- [TASK GOAL]
Reproduce the entire listing word for word.

- [RECORDS SHOWN]
※
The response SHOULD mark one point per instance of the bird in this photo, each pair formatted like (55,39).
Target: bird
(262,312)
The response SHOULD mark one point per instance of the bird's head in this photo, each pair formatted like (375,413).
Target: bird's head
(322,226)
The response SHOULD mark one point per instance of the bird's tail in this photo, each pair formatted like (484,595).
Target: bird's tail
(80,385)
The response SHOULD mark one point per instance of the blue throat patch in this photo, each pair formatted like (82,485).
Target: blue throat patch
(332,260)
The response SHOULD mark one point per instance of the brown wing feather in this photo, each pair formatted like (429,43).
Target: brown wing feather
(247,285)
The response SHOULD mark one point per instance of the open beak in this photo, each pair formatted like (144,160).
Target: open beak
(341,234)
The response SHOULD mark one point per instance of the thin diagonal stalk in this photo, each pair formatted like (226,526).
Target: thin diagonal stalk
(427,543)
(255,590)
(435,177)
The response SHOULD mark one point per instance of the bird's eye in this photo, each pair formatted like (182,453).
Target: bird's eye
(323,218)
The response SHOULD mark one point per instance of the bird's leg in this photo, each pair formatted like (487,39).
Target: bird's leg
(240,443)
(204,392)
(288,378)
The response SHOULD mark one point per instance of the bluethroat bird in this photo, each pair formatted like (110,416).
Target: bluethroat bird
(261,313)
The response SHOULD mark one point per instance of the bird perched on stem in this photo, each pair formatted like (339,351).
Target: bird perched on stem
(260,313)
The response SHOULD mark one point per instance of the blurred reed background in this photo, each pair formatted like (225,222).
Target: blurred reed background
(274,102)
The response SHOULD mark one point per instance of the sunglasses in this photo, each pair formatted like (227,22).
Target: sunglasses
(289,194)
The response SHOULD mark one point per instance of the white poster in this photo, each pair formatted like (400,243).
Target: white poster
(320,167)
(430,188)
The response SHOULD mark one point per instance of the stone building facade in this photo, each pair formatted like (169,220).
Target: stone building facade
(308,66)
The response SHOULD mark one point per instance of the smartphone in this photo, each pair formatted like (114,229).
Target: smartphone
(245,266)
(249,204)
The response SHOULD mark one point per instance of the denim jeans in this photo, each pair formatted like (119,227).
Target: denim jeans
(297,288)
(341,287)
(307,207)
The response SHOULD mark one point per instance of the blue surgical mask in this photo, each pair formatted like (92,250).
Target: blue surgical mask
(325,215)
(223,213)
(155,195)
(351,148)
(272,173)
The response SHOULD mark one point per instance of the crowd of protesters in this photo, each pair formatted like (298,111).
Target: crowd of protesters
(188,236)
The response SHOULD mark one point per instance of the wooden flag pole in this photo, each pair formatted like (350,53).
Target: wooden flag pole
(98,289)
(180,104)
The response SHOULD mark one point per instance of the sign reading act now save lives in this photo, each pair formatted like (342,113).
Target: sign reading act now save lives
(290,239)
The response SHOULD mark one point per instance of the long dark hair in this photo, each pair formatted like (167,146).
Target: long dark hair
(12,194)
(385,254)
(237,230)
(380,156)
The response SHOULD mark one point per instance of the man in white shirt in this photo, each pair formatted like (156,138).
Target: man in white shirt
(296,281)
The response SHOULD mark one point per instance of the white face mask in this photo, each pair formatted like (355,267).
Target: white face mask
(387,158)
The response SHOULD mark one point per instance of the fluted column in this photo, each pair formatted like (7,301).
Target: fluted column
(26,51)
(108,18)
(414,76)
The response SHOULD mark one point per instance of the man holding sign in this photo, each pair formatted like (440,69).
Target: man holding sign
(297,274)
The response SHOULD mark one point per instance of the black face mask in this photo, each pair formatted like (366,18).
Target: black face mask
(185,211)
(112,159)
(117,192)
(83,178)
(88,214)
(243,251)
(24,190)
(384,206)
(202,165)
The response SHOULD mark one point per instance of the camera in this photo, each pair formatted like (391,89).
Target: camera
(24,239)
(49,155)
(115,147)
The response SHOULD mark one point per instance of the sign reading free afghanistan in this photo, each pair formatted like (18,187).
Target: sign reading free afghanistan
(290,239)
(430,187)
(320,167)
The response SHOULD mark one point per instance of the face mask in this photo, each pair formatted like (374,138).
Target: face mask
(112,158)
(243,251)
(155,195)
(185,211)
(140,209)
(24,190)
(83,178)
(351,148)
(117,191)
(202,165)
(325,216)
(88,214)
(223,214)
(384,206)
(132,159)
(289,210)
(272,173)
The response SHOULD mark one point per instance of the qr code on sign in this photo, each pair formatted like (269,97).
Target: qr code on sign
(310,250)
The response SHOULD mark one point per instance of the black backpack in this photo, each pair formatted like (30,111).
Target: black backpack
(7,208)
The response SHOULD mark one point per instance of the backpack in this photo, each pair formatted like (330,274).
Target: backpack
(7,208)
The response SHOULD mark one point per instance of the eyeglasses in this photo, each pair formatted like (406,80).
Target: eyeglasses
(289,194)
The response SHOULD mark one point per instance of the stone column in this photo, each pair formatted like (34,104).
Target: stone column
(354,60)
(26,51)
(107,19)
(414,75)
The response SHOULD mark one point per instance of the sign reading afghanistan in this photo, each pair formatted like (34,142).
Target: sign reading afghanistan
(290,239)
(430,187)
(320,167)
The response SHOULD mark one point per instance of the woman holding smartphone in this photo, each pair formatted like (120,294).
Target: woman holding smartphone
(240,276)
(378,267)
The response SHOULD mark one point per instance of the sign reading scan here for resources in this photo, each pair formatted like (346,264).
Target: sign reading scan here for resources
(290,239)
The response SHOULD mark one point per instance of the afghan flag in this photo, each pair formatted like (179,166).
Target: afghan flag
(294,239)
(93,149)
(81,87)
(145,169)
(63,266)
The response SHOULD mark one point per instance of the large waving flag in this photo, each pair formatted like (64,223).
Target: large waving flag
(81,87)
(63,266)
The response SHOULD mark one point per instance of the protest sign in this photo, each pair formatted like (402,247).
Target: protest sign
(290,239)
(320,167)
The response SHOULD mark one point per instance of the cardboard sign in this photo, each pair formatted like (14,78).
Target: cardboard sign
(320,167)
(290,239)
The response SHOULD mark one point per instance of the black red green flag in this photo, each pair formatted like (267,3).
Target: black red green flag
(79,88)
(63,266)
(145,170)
※
- [EXERCISE RESULT]
The response SHOULD mark one point per instance of the bird in this photo, each pair formatted like (55,39).
Target: bird
(262,312)
The response SHOULD mark one point per instance of the bird's head in this photo, each pair formatted like (375,413).
Target: bird's head
(322,226)
The response SHOULD mark one point per instance of the bird's tail in this photo, each pair formatted like (484,595).
Target: bird's tail
(80,385)
The response SHOULD mark one point per instance of the blue throat patch in this photo, each pair formatted like (82,485).
Target: blue throat patch
(332,260)
The response SHOULD mark one point per instance of the brown wing feather in this photo, each pair formatted like (429,43).
Target: brown wing feather
(247,285)
The response SHOULD mark one point per instance of the open beak in this photo, each pair formatted like (144,160).
Target: open beak
(341,234)
The response SHOULD mark one point per instance of the thin diagonal stalk in this photo, each pair formatted like (226,526).
Target: thin diagonal stalk
(427,543)
(255,590)
(435,177)
The response SHOULD mark one point per instance of the bird's eye in this photo, each pair formatted like (182,453).
Target: bird's eye
(323,218)
The response SHOULD mark one point per instance of the bird's leg in this photo, each pair formatted like (487,39).
Target: bird's leg
(240,443)
(204,392)
(288,378)
The response SHOULD mark one point per instance of the bluethroat bird in this photo, each pair formatted like (110,416).
Target: bluethroat bird
(261,313)
The response SHOULD mark one point per instance of the bird perched on stem in this photo, each pair formatted like (339,351).
Target: bird perched on stem
(260,313)
The response SHOULD mark one point per instance of the blurred reed background in this photo, each pair formatted like (225,222).
Target: blurred reed background
(274,102)
The response SHOULD mark one point per instance of the sunglasses in this photo, each pair formatted like (227,22).
Target: sunglasses
(289,194)
The response SHOULD mark one point per instance of the white poster in this photo, each pair formatted like (400,243).
Target: white poster
(320,167)
(430,188)
The response SHOULD mark one point per instance of the stone building facade in this photo, each pair formatted like (169,220).
Target: stone building facade
(308,66)
The response SHOULD mark one point per instance of the smartphone in this photo, each pair formatted like (114,229).
Target: smartphone
(245,266)
(249,204)
The response SHOULD mark one point per instance of the denim jeans in this photo, each pair formatted like (119,227).
Target: denim jeans
(297,288)
(341,287)
(307,207)
The response SHOULD mark one point per instance of the blue surgical mask in this photo, each pair formatted like (92,250).
Target: blue surgical mask
(325,215)
(223,213)
(155,195)
(351,148)
(272,173)
The response SHOULD mark one point per instance of the crowd of protesters in this photo, each pair formatted like (298,111).
Target: crowd of protesters
(188,236)
The response SHOULD mark one point per instance of the wooden flag pole in this photo, each pair formatted like (350,53).
Target: wooden flag pole
(98,289)
(180,104)
The response SHOULD mark one point per instance of the sign reading act now save lives in this photo, each pair formatted like (342,113).
Target: sign reading act now save lives
(290,239)
The response SHOULD mark one point per instance of the long dark hair in this photo, each pair formatted like (167,146).
Target: long dark hair
(12,194)
(385,254)
(237,230)
(380,156)
The response SHOULD mark one point per instance of the man in white shirt in this photo, each pair formatted like (156,138).
Target: man in white shirt
(296,281)
The response SHOULD mark one point per instance of the white face mask in this photo, each pair formatted like (355,267).
Target: white face mask
(387,158)
The response SHOULD mark one point per instance of the fluted column in this photo, each pair formatted like (7,301).
Target: fluted column
(26,51)
(108,18)
(414,76)
The response SHOULD mark one point per instance of the man holding sign in this photo, each pair formatted like (440,69).
Target: man holding sign
(297,274)
The response SHOULD mark one point per instance of the black face mask in this photo, each pair formatted like (366,18).
Target: black face mask
(185,211)
(112,159)
(117,192)
(83,178)
(88,214)
(243,251)
(24,190)
(384,206)
(202,165)
The response SHOULD mark one point per instance of the camera in this photo, each pair formatted like (391,89).
Target: camera
(24,239)
(49,155)
(115,147)
The response SHOULD mark one point per instance of the sign reading free afghanistan in this photo, each pair formatted like (18,187).
Target: sign reading free afghanistan
(290,239)
(430,187)
(320,167)
The response SHOULD mark one point per instance of the face mask in this photo, each pair formatted like (374,138).
Target: face mask
(112,158)
(243,251)
(155,195)
(185,211)
(140,209)
(24,190)
(83,178)
(351,148)
(117,191)
(202,165)
(325,216)
(88,214)
(223,214)
(384,206)
(132,159)
(289,210)
(272,173)
The response SHOULD mark one point per instance of the qr code on sign in this photo, each pair formatted like (269,97).
Target: qr code on sign
(310,250)
The response SHOULD mark one point per instance of the black backpack in this photo, each pair formatted like (30,111).
Target: black backpack
(7,208)
The response SHOULD mark one point per instance of the backpack in this photo, each pair formatted like (330,274).
Target: backpack
(7,208)
The response SHOULD mark one point per instance of the eyeglasses in this photo, each pair formatted like (406,80).
Target: eyeglasses
(289,194)
The response SHOULD mark one point per instance of the stone column in this photo, each pair formatted like (34,104).
Target: stone column
(354,60)
(26,51)
(107,19)
(414,75)
The response SHOULD mark one point per instance of the sign reading afghanistan in this photo, each pair formatted like (34,142).
Target: sign reading afghanistan
(290,239)
(430,187)
(320,167)
The response SHOULD mark one point per instance of the woman holding smartphone in this photo, each pair formatted like (120,294).
Target: woman holding smartphone
(240,276)
(378,267)
The response SHOULD mark one point per instance of the sign reading scan here for resources in this photo, each pair formatted like (346,264).
Target: sign reading scan here for resources
(290,239)
The response SHOULD mark one point per instance of the afghan flag in this photo, each pair formatted like (179,166).
Target: afghan flag
(294,239)
(93,149)
(81,87)
(145,169)
(63,266)
The response SHOULD mark one point per instance of the large waving flag in this photo, each pair formatted like (64,223).
Target: large waving flag
(81,87)
(63,266)
The response SHOULD mark one point per instance of the protest sign in this photo, each pair formatted like (402,247).
Target: protest sign
(290,239)
(320,167)
The response SHOULD mark one point per instance of the cardboard sign in this photo, each pair formatted like (14,78).
Target: cardboard sign
(320,167)
(290,239)
The response SHOULD mark one point per instance of the black red green flag in this photo, each pair formatted like (267,3).
Target: black red green flag
(79,88)
(63,266)
(145,170)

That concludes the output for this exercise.